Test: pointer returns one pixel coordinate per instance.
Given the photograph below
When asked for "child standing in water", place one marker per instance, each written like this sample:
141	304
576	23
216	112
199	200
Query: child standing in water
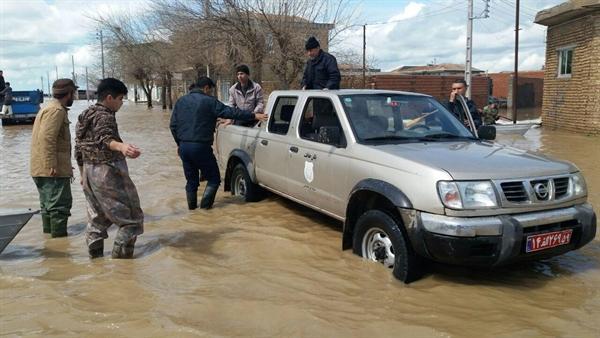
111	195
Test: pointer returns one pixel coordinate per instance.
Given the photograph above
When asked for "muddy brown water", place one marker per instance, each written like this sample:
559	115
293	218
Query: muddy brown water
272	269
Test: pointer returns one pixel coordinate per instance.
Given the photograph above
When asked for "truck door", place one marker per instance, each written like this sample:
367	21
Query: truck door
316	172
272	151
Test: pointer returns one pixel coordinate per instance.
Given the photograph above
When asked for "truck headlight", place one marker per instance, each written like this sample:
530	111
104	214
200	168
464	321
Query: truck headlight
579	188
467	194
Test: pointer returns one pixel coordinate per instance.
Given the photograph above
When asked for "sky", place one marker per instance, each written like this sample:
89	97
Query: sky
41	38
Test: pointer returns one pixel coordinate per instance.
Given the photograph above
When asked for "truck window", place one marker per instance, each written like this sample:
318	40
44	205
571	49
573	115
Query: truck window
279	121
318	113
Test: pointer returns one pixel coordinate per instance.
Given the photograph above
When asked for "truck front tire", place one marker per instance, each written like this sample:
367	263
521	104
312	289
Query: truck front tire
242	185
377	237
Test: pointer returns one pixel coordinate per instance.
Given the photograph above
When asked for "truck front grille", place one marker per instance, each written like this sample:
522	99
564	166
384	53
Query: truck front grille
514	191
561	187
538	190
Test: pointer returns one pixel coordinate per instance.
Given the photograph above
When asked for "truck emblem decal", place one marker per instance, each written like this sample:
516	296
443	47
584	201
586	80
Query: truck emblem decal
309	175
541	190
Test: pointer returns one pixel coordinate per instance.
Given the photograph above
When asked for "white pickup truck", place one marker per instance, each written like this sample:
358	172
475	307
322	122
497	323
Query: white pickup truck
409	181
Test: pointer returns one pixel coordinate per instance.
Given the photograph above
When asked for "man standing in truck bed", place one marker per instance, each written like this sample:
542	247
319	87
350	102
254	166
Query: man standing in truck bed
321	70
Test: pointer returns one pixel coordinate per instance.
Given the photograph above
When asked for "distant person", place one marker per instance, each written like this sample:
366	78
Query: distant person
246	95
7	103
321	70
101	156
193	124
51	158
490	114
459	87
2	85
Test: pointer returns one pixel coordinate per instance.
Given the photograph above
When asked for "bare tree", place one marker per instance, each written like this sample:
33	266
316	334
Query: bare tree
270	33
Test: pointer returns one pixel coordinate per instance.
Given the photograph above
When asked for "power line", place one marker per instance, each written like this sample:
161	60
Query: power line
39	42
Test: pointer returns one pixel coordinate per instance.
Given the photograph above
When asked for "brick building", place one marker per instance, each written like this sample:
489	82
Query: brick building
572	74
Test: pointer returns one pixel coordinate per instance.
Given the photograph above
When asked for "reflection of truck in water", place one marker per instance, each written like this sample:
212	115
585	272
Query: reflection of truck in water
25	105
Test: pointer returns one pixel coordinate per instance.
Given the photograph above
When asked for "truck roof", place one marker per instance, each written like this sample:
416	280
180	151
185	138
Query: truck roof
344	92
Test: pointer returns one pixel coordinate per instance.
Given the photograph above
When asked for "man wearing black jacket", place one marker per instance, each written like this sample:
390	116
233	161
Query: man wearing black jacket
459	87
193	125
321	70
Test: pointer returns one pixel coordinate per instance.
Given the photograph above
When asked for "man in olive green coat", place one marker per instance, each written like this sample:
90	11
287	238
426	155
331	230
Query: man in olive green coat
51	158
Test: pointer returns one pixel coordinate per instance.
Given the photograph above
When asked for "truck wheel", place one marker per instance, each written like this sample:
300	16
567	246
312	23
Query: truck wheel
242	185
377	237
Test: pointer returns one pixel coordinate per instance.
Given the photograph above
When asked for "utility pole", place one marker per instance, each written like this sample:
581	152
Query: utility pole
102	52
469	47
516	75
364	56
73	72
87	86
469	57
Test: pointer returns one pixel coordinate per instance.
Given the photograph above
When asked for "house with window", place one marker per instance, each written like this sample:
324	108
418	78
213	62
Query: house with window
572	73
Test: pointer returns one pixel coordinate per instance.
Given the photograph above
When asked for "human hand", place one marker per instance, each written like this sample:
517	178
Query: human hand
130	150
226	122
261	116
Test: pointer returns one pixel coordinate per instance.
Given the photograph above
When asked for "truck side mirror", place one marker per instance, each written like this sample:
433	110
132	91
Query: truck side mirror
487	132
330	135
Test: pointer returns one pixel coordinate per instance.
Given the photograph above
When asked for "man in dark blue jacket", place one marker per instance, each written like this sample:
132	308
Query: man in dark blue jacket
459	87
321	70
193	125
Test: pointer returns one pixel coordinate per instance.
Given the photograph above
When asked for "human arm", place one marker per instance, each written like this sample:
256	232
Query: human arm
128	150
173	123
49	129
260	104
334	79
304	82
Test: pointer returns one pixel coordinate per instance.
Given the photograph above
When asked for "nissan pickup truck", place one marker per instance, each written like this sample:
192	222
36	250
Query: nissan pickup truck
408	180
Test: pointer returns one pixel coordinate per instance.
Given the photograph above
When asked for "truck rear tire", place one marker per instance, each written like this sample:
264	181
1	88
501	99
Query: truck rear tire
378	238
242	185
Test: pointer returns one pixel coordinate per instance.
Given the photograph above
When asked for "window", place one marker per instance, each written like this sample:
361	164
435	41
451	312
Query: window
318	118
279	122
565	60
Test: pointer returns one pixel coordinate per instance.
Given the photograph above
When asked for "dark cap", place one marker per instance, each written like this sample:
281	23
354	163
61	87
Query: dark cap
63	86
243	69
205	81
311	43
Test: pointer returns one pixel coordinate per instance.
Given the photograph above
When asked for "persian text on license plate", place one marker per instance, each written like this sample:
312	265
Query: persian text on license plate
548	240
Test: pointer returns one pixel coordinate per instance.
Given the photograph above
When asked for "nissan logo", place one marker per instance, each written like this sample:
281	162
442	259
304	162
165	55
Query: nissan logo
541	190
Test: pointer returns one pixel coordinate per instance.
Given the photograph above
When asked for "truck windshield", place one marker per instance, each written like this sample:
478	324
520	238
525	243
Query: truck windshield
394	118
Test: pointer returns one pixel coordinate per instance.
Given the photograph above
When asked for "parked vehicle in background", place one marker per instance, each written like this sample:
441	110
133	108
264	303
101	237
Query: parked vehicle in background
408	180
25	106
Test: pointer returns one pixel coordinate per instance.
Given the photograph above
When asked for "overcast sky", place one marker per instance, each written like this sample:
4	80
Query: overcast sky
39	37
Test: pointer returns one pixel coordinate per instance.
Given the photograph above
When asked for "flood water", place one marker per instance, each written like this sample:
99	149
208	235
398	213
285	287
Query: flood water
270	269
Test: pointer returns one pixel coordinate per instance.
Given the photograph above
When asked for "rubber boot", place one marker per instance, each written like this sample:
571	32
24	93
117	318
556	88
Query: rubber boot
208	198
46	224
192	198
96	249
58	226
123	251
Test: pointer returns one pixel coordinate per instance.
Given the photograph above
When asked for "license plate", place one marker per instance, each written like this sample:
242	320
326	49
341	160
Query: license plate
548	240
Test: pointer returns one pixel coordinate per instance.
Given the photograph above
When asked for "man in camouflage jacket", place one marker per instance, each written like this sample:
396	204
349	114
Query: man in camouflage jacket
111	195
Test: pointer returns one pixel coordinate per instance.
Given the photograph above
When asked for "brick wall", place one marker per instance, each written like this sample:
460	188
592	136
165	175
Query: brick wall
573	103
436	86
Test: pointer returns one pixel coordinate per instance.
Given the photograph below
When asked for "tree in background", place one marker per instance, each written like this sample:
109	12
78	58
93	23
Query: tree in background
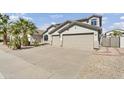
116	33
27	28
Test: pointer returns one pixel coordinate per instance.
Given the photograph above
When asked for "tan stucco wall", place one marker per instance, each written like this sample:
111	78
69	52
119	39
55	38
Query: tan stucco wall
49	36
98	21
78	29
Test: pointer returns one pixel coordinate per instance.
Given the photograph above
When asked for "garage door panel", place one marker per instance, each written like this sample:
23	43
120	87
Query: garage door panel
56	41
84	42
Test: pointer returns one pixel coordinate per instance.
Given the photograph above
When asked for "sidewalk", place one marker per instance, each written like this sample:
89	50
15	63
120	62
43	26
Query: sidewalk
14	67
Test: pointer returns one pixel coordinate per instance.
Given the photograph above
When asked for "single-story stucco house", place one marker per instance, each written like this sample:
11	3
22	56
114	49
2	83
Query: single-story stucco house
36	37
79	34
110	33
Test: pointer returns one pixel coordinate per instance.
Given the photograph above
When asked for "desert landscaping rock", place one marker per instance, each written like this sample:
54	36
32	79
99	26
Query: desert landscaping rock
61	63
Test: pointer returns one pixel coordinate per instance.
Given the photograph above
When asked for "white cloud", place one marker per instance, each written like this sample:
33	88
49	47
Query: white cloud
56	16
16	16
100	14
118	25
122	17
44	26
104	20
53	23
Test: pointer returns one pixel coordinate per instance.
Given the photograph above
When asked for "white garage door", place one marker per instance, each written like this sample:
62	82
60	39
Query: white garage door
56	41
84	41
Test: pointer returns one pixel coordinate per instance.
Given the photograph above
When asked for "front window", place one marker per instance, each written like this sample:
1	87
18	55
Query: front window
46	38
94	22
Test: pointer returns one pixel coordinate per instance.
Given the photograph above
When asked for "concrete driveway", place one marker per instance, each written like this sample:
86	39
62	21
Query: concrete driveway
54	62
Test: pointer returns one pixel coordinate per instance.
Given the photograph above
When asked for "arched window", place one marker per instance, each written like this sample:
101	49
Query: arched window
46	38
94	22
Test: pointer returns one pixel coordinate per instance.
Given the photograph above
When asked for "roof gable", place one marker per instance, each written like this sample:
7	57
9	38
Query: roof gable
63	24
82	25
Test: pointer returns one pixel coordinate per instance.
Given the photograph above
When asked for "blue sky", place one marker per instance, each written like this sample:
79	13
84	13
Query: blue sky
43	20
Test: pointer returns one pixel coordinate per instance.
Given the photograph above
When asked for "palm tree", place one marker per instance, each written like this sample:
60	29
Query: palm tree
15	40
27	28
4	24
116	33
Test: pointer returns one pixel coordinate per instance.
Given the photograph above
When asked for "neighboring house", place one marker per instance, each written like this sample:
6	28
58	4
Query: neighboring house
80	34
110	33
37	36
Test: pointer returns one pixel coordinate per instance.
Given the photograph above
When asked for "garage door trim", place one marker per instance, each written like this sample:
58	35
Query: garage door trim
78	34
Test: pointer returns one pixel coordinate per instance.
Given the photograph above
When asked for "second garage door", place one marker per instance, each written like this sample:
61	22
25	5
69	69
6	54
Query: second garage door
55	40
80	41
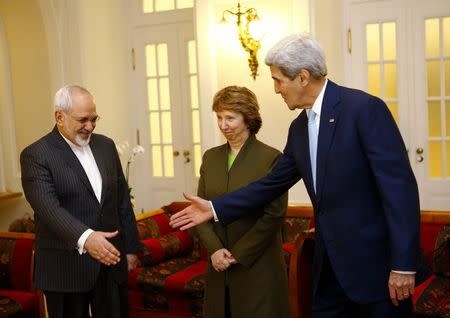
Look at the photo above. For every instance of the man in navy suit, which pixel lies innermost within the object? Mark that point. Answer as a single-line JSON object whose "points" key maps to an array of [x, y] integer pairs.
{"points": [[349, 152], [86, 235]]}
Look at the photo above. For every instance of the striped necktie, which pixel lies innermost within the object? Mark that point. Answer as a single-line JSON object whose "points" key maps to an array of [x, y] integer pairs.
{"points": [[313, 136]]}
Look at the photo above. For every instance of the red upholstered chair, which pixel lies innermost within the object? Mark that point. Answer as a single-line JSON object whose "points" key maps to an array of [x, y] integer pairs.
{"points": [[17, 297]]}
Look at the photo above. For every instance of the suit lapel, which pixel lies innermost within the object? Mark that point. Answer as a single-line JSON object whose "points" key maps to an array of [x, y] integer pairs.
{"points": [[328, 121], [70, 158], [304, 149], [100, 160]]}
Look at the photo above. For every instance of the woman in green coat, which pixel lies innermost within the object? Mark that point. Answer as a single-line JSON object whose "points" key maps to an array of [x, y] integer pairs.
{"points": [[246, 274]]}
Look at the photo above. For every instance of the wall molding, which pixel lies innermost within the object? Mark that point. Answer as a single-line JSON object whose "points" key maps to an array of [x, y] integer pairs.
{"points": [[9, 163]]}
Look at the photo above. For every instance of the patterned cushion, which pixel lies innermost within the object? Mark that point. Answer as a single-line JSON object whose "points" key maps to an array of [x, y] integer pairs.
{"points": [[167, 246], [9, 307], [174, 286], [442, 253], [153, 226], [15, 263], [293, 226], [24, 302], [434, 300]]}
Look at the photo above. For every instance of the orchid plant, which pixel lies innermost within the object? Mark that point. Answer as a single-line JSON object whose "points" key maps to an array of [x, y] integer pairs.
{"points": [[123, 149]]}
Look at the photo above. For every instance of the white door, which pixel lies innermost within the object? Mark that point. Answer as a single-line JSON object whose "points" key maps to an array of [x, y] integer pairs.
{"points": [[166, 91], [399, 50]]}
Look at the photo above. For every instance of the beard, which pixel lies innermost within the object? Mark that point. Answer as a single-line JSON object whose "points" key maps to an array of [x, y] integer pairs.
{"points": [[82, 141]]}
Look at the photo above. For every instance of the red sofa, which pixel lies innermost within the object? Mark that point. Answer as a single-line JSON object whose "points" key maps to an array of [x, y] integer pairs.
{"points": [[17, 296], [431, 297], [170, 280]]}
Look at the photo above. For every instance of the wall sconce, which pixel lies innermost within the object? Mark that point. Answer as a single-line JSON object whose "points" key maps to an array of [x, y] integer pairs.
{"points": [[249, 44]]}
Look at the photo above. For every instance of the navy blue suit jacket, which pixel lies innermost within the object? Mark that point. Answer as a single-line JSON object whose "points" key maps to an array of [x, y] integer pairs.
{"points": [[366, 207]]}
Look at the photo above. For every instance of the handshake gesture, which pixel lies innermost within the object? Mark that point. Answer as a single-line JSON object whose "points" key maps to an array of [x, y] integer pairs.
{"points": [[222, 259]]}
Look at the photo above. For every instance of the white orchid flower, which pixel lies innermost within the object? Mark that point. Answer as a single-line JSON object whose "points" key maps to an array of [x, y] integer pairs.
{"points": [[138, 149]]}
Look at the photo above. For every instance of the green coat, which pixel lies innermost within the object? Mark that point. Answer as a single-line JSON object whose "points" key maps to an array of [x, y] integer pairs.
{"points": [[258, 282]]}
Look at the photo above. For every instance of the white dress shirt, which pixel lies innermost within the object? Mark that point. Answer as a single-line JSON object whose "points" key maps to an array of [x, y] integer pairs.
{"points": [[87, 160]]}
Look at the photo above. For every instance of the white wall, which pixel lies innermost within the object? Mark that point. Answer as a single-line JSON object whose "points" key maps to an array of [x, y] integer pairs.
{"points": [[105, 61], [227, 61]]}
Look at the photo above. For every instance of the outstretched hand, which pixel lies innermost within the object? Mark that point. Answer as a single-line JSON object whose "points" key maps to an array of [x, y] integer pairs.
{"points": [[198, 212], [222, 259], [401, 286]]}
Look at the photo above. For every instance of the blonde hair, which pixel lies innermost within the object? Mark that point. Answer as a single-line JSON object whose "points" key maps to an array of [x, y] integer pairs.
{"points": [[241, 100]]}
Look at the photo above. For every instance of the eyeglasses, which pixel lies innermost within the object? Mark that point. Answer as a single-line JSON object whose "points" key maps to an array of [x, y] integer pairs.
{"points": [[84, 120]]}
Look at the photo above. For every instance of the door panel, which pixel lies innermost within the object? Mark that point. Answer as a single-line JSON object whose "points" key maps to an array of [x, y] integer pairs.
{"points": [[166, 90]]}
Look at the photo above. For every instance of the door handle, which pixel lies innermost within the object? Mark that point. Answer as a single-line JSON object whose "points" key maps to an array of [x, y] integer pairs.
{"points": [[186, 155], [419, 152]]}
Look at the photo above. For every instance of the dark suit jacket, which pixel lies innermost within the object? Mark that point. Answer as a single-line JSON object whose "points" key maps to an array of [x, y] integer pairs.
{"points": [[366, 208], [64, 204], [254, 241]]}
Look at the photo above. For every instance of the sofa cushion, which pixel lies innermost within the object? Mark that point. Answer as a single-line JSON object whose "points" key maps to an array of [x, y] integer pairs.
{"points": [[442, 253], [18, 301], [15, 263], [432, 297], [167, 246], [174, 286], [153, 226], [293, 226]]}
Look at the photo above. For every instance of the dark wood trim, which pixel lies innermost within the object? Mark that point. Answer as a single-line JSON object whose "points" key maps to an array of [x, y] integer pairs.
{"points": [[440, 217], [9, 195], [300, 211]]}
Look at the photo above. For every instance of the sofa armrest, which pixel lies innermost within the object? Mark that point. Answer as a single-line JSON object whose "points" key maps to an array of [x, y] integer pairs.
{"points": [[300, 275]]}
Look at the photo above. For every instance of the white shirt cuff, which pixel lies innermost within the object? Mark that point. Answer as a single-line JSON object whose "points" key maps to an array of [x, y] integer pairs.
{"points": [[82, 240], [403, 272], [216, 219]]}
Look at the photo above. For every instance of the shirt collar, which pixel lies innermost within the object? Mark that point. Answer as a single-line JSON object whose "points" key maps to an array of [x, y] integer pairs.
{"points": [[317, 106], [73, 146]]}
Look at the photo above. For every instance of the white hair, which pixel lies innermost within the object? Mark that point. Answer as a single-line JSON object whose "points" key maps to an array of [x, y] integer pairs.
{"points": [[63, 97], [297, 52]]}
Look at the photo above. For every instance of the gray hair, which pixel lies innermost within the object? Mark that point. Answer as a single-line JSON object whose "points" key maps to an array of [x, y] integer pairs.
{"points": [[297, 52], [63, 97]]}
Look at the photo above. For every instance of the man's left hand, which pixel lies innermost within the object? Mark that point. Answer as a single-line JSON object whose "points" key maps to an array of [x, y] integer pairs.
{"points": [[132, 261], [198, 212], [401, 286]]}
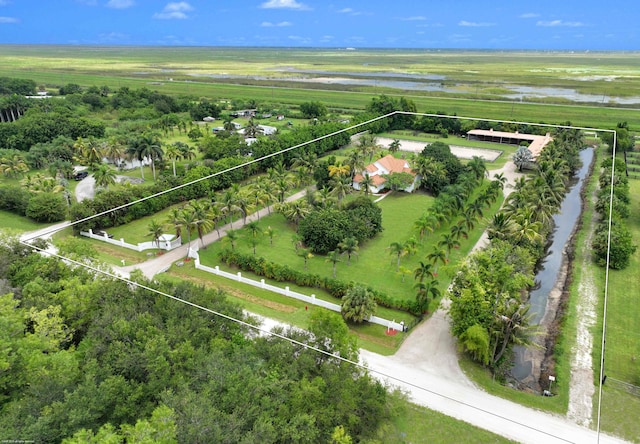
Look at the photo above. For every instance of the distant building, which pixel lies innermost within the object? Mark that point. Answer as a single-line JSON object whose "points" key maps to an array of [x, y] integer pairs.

·····

▶ [Directive] Every line from the one containing "white hair, which" through the last line of the data is to be retyped exactly, with nothing added and no pictures included.

▶ [Output for this exercise]
Look at the photo above. For every instance of the white hair, which pixel lies innermost within the object? Mark that point. Answer as a single-line JSON object whose "points" key maps to an array of [x, y] integer pairs.
{"points": [[63, 97], [297, 52]]}
Look at the photo above. For every instance of the gray hair, which pixel lies innermost within the object? Mark that point. Answer as a single-line JSON object whose "points" key maps to an array of [x, y] integer pairs.
{"points": [[297, 52], [63, 97]]}
Look at the photo above. For every instance of the man's left hand, which pixel lies innermost within the object? Mark that point. Answer as a single-line JSON object whose "points" key maps to an array of [x, y] integer pairs.
{"points": [[132, 261], [198, 212], [401, 286]]}
Look at the photo above. For every instance of the distant building, which pixel lies innermost within the object? Mark that point. Answer as a single-line JSON object whose "points" key maps to an array of [x, y] integer pairs.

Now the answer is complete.